WHAT IS REQUIRED
Pick up the review of Francisco Goldman's novel Say Her Name below and continue it from its last sentence.

GIVEN TEXT
● ● ●

Book by Francisco Goldman


 

Say her nameThis American author could hardly believe his luck when he won the heart of a beautiful young Spanish literature student named Aura Estrada. She was doing her Ph.D. at Columbia University and looked like a “Mexican Björk.” In his mid-forties when they met, Goldman felt he was in danger of getting carried away, “like a romping puppy in a field of tulips.” In 2007, his elation was cut short when Aura died, just 30 years old, in a surfing accident in Mexico. This is the set-up for Say Her Name, a heartbreaking novel born from Goldman’s personal loss, with a self-titled lead character trying to carry on under the same circumstances.

With tremendous skill, Goldman describes the way grief can blindside a widower—he stumbles upon the indentation of Aura’s fingers, “like fossils,” in her body scrub. He reads her unfinished fiction. He sleeps with her friends (not as creepy as it sounds, the way Goldman describes it) and quits his teaching job. While coping with feelings of complicity in Aura’s accident, he must also deflect the blame coming his way from Aura’s formidable mother and uncle in Mexico. The mystery surrounding the protagonist’s guilt is the most interesting and unexpected aspect of the book, keeping the suspense high and acting as a release valve from all the grieving.

● ● ●

SOURCE EXCERPT

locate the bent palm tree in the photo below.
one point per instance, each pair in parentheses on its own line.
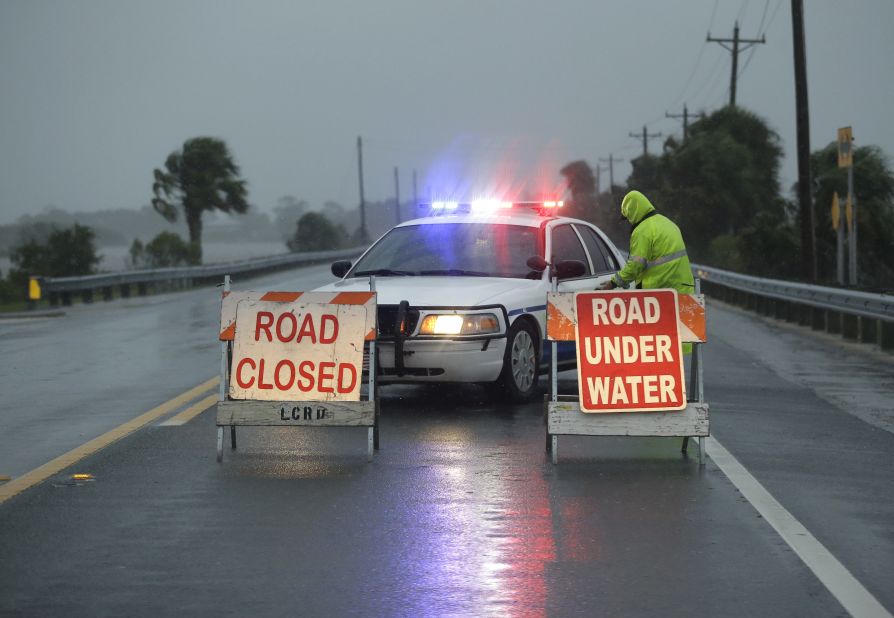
(203,176)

● ● ●

OUTPUT OF THE EXERCISE
“Four years [with Aura]—are those too few years to hold such significance in a grown man’s life?” he asks, rhetorically. Goldman, the character and author blurring together, is afraid he’ll never recover, and readers share his concern. “You have to, can only, live this on your own,” he says of losing a spouse.

Some elements of the book are fiction, but the emotions are unmistakably real. The story is raw with pain, but it’s also a tribute to Aura and her ability to spread joy. Goldman includes quotes from her fiction, which isn’t nearly as remarkable as his own, but it hardly matters. He just wants to share his Aura with the world and help her get published—her personal goal—even posthumously. “Say her name,” Goldman advises fellow widowers. “It will always be her name. Not even death can steal it.”